### Written request 1:
In the review response below, rewrite the paragraph beginning "One of the significances of this study" as a shorter version that keeps its main facts.
### Written request 2:
Pick up the review response to the reviewers of the rice LAI study after the final sentence shown below and continue writing it.

We are grateful to the three reviewers for the critical comments and valuable suggestions that have helped us to improve our paper. Especially, based on the second comments of the Reviewer #1, we performed additional analysis of machine-learning algorithms and show the results in Table 5. Also, Figure 12 was revised to compare the machine-learning algorithm and other estimation methods. The details, including responses to other comments, have been revised as follows.
Reviewer 1
- First, the significance is of this study is not well elaborated. The deep learning approach does not estimate LAI directly, but requires destructive LAI ground truth. To build a representative model, a large amount of ground truth needs to be collected along with collocated UAV images, which is unrealistic. Even if we have adequate ground truth data, why not just using high spatiotemporal resolution multispectral satellite data, e.g., CubeSat or even HLS, to scale up?
Response:
We think destructive sampling is necessary because accurate ground truth data is needed to develop a precise estimation model. However, as you mentioned, it is difficult to collect a large amount of ground data by direct sampling. We made a comment that it would be possible to obtain a ground truth easily by using PCA in a correct way (L396-400).
One of the significances of this study is that a visible camera mounted on a UAV enables detailed monitoring of the growth of rice. Hence, we added more information about the advantages of UAV in the introduction section briefly (L59-62). Also, we put a comment about resolution and future perspectives of UAV image analysis for scaling up to wider area in the discussion and conclusion section (L370-372, 375-376, 407-410).
- Second, the experiment is not well designed. The author only compared super-complex deep learning approach with super-simple linear/exponential/logarithmic approaches. This cannot fully demonstrate the advantage of deep learning approach. I suggest user incorporate some commonly-used machine learning approaches, such as PLSR, ANN and RF, with 9 CIs + RGB + multiple textural features as inputs. In this way, we can see whether the deep learning has significant improvement over well-designed machine learning or not.

### Dataset records:
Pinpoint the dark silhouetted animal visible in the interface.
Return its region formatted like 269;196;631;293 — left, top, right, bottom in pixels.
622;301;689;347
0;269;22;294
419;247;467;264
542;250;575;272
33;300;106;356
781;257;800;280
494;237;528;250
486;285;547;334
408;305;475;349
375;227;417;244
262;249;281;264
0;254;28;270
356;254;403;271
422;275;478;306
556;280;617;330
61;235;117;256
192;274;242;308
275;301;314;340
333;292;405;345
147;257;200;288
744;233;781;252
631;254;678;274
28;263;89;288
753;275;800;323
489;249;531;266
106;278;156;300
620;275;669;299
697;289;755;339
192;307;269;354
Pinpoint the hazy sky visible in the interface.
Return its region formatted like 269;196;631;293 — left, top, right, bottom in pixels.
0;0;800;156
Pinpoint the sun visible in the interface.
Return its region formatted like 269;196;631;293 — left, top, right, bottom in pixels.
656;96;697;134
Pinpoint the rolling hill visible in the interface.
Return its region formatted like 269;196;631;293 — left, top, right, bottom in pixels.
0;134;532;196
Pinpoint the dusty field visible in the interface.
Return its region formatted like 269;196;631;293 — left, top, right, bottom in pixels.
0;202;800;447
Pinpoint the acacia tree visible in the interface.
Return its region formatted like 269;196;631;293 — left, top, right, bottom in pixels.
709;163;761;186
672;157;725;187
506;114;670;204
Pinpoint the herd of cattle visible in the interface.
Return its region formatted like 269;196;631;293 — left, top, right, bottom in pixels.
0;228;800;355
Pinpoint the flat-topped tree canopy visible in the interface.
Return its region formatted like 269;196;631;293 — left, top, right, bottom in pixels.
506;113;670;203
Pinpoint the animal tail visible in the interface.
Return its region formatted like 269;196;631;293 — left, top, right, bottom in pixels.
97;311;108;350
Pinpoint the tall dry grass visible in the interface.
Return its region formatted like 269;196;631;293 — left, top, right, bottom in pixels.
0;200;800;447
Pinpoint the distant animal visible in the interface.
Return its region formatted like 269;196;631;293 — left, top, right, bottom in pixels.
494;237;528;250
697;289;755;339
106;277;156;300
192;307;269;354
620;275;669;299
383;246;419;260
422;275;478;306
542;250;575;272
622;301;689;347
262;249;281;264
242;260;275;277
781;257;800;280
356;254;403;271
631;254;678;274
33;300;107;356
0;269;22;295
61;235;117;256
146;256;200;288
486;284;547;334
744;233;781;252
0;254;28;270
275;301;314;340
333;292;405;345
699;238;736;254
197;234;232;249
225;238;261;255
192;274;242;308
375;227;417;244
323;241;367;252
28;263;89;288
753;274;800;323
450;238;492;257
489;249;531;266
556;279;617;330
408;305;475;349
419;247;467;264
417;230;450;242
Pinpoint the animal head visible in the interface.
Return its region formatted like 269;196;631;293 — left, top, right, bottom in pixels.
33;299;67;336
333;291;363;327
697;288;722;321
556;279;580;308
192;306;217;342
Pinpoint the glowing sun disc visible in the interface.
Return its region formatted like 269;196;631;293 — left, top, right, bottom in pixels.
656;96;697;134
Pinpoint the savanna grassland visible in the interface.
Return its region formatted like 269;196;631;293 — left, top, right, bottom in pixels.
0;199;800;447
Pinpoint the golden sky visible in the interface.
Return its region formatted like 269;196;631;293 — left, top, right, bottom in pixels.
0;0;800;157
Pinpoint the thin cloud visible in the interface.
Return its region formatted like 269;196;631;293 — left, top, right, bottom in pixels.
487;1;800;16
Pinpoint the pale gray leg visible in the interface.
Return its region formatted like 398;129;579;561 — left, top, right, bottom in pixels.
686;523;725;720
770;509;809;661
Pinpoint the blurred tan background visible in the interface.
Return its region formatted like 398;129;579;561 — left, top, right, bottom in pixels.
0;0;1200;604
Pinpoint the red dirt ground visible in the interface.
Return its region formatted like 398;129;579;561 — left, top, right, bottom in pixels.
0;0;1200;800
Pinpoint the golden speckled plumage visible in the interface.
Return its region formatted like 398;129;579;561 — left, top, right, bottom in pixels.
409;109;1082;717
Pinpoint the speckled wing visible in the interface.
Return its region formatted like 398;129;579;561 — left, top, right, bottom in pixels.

### Exercise response 1:
A key significance of the study is that a visible camera on a UAV allows detailed monitoring of rice growth. The authors therefore briefly added the advantages of UAVs to the introduction (L59-62). They also added comments on resolution and on future prospects for scaling UAV image analysis up to wider areas in the discussion and conclusion (L370-372, 375-376, 407-410).

### Exercise response 2:
Response:
We really appreciate your comments. In this revised version, we newly evaluated four kinds of machine-learning algorithms (artificial neural network, partial least squares regression, random forest and support vector regression) for the comparison with DL approach. As a result, DL was superior to other machine-learning algorithms and its potential was shown. I added the explanation of model development (L197-204). Table 5 was revised to show the results of the estimation accuracy of each model and added comment in results section (L271 - 280). Figure 12 was also revised and brief discussions about comparison of estimation accuracy of machine-learning algorithms and other methods were developed (L327, L341-347).
- Third, the deep learning part is too black-boxed and lack of justification and interpretation. How was the complex network architectures and various model parameters determined? What's the sensitivity of these configurations? What's the performance for training/validation/testing datasets, respectively? What are the underlying mechanism and potential feature leading to better performance of the deep learning? How many (n=48 in this study) and what kind (8 hills (60 cm x 60 cm) in this study) of ground truth is needed. I had rich experience in destructive LAI measurements for rice. I'd say the ground truth data in this study is extremely costly.
Response:
As you pointed out, further study is needed to determine the optimal network structure. In this study, however, ResNeXt was used for estimation model development from images because it is an improved version of ResNet, which brought a breakthrough in the task of image recognition. It is also one of the reasons that ResNeXt showed its high potential in agricultural research (e.g. Afonso et al., 2019; Liu et al., 2020). We added more explanation about these contents (L213 - 217) and Table 6 of the information of hyper parameters of DL to improve the reproducibility (L226-227). Moreover, we added the results of the training data indicating that the training data was fitted (L285-287, 298-300).
- Fourth, the comparison with PCA is unfair. PCA does not need destructive LAI as ground truth. The data collection is pretty easy. LAI-2200 not that expensive compared to a high-quality UAV, and by using DHP and DCP cameras (Ryu et al., 2010, 2012) the cost is even lower. It's a scalable solution. For LAI-2200, the underestimation issue can be mitigated by using 4-ring data instead of 5-ring data (Fang et al., 2014; AFM).
Response:
We agree with you that PCA is a powerful tool to get ground-truth data for LAI with low labor input. However, as Fang et al. (2014) shows, it is true that some corrections may be necessary to use PCA to get accurate data and the correction would differ depending on environmental conditions and genotypes. Therefore, we added the discussion about that (L396-400).
Reviewer 2
- I can point two concerns about the work. First one, it is not clear when the authors use DN (Digital Number) or reflectance. It is very crucial due to the IAF is one indirect measure which is possible access by VIs. However, the relationship is between area and physical aspects of the electromagnetic radiation after interacting with the target. In works like that the physical measurements should be well clarified.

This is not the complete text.